Extracted entries:
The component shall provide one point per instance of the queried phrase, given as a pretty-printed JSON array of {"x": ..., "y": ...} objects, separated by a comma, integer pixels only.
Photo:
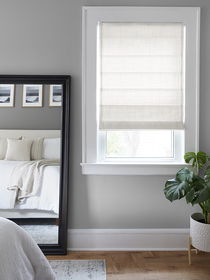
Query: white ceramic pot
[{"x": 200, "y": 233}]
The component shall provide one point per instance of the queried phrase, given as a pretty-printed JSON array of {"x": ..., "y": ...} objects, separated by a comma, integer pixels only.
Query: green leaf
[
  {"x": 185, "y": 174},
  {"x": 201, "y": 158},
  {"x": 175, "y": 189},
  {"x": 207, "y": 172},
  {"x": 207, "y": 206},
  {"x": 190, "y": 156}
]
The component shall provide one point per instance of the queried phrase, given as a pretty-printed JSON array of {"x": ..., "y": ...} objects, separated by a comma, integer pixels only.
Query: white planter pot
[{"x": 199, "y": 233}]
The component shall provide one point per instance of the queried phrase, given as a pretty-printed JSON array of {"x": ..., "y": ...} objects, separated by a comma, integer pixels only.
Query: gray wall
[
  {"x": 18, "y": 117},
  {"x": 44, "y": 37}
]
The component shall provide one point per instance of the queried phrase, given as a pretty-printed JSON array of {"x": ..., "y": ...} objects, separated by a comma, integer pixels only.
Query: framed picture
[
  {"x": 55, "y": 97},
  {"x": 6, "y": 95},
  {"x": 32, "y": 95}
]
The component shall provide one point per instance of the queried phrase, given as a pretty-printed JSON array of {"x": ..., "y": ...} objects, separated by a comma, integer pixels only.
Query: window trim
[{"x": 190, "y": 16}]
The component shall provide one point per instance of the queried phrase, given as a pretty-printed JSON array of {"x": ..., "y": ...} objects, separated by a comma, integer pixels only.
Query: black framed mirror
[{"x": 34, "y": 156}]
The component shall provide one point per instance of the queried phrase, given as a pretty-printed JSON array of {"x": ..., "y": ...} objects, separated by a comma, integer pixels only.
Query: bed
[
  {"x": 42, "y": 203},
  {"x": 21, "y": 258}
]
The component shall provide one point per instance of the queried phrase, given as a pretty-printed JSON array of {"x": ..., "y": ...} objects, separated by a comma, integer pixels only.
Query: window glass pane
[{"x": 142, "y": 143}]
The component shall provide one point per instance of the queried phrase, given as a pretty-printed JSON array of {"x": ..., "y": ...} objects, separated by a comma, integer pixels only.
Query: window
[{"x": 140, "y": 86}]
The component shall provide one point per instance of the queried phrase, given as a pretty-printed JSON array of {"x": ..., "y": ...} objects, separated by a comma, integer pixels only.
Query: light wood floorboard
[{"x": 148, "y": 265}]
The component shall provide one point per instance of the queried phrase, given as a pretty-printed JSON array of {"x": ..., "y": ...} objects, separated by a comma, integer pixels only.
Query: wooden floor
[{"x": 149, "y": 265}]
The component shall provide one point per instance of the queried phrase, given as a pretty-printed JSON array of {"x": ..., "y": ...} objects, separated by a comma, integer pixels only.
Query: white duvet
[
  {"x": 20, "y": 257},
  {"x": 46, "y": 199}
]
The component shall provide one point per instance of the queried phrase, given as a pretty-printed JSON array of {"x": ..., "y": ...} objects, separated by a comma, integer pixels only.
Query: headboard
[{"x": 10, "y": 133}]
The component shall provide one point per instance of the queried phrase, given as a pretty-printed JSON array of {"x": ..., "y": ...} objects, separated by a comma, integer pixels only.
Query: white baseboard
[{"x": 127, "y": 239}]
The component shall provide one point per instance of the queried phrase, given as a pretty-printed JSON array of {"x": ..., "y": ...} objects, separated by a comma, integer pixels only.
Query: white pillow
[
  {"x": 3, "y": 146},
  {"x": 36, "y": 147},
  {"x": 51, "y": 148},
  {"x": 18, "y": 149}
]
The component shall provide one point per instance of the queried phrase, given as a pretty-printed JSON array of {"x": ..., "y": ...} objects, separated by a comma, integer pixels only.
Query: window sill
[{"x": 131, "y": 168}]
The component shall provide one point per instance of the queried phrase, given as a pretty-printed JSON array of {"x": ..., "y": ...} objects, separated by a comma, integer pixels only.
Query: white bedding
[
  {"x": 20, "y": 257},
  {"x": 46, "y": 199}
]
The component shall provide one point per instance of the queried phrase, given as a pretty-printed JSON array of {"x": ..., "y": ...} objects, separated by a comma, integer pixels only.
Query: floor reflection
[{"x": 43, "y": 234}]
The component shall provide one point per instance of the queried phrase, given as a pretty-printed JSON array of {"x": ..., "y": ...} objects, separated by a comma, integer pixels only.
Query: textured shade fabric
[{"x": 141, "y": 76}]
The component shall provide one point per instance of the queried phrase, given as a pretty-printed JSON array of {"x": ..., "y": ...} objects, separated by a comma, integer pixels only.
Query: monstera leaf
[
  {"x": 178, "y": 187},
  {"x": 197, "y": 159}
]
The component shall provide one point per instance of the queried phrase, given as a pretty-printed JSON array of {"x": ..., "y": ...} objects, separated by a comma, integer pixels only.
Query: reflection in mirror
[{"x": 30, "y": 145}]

Problem to solve: Retype all entries exactly; omit pictures.

Finished exercise:
The component shall provide one point per instance of the queried phrase, given as a pretty-printed JSON array of {"x": ..., "y": ...} objects, separated by a comma, integer pixels only.
Photo:
Query: white ceramic pot
[{"x": 200, "y": 233}]
The component shall provide one point per instance of the queried phrase, given as a pretty-printed JSON array of {"x": ..., "y": ...} objects, separated by a comma, integer pixels only.
Query: green leaf
[
  {"x": 185, "y": 174},
  {"x": 201, "y": 158},
  {"x": 175, "y": 189},
  {"x": 207, "y": 172},
  {"x": 207, "y": 206},
  {"x": 190, "y": 156}
]
The component shall provide one point per instance of the queried phrase, given as a pretty-printed JSON array of {"x": ..., "y": ...} objects, separated by a comma, integer pixels only.
Query: white planter pot
[{"x": 199, "y": 233}]
The component shall provide one point per instance of the queried phrase, given as a pretty-printed JSON array of {"x": ..., "y": ...} objects, separated by a comma, integer pixels only.
Query: gray wall
[
  {"x": 18, "y": 117},
  {"x": 44, "y": 37}
]
The component shall provide one point per instance of the queried phrase, given as a pretty-printed JSON array of {"x": ..., "y": ...} objects, separated by a comma, integer pixels only.
Query: framed picture
[
  {"x": 55, "y": 97},
  {"x": 6, "y": 95},
  {"x": 32, "y": 95}
]
The component shall provide one point per instance of the queried phrase, given as a pretty-printed JSON array of {"x": ..., "y": ...} objects, separated by a comma, integer pixels only.
Query: window trim
[{"x": 190, "y": 16}]
The component shall provide one point per instance of the queried phrase, given as a pretty-printed JSON array of {"x": ..., "y": ...} objects, separated by a comma, integer pixels only.
Query: black framed mirror
[{"x": 34, "y": 156}]
The component shall provide one point per instance of the queried phrase, given as a pretty-printed JSON array of {"x": ..., "y": ...} objects, separated by a comma, integer pixels only.
Query: bed
[
  {"x": 42, "y": 203},
  {"x": 21, "y": 258}
]
The component shall provide one point per instance of the queried phrase, given as a pretty-printed JSON array of {"x": ..., "y": ...} objects, separated by a comma, integer pixels only.
Query: window glass pane
[{"x": 142, "y": 143}]
The component shall provide one point per instance of the queried phrase, given as a pretty-printed JSON array of {"x": ..., "y": ...} objects, separated by a comma, integer pixels only.
Query: window
[{"x": 140, "y": 86}]
The component shall provide one point per instance of the queried phrase, given as a pretty-printed JSON array of {"x": ..., "y": ...} objects, separated by a comma, integer pixels only.
Query: light wood floorboard
[{"x": 148, "y": 265}]
The component shall provide one point per instance of the queried phrase, given as a pretty-printed JSON array of {"x": ..., "y": ...} objects, separated by a comma, integer pixels only.
Query: wooden floor
[{"x": 149, "y": 265}]
The component shall provide one point per instance of the queried phrase, given as a pretty-printed JSON array of {"x": ..., "y": ...} objects, separated by a comma, integer pixels only.
Query: white duvet
[
  {"x": 20, "y": 257},
  {"x": 46, "y": 199}
]
The component shall provide one point per instance of the queried phrase, given as a pretty-printed JSON array of {"x": ..., "y": ...} objects, separated by a comma, integer pixels only.
Query: headboard
[{"x": 10, "y": 133}]
The component shall provide one point per instance of the queried phrase, given as a pretty-printed JSON array of {"x": ..., "y": ...} objects, separated by a comma, integer pixels only.
Query: white baseboard
[{"x": 127, "y": 239}]
The component shall provide one point per instance of the queried phrase, given as a pretty-printed JSON array of {"x": ..., "y": ...} objects, separated by a comma, integer pixels only.
Query: white pillow
[
  {"x": 3, "y": 146},
  {"x": 36, "y": 147},
  {"x": 51, "y": 148},
  {"x": 18, "y": 149}
]
The component shall provide one point per instance of the queried phrase, given as a pretty-printed JSON array of {"x": ..., "y": ...} objects, separated by a comma, integer pixels only.
Query: window sill
[{"x": 131, "y": 168}]
The component shall provide one point per instance of the queried phrase, given as a pretty-printed JSON array of {"x": ..., "y": ...} objects, separated by a comma, integer pixels only.
Query: white bedding
[
  {"x": 20, "y": 257},
  {"x": 46, "y": 199}
]
The component shall provide one point per instance of the queried phrase, given as a pretty-printed JSON array of {"x": ..., "y": ...} objects, separated by a comma, integer pixels only.
Query: floor reflection
[{"x": 43, "y": 234}]
The component shall provide one point per instance of the queried phrase, given as a pretty-printed JSON array of {"x": ..., "y": ...} objects, separated by a comma, integer pixels only.
Query: textured shade fabric
[{"x": 141, "y": 76}]
The component shall provide one point per instance of the queried phrase, given as a pretty-printed JSON array of {"x": ..., "y": ...} objects, separated by a comma, integer pixels only.
Query: monstera leaf
[
  {"x": 178, "y": 187},
  {"x": 197, "y": 159}
]
The component shall provide one point per instance of the queried phrase, given as a pretty-printed JSON array of {"x": ..., "y": ...} objects, separated by a comma, integer pixels only.
Query: reflection in mirror
[{"x": 30, "y": 145}]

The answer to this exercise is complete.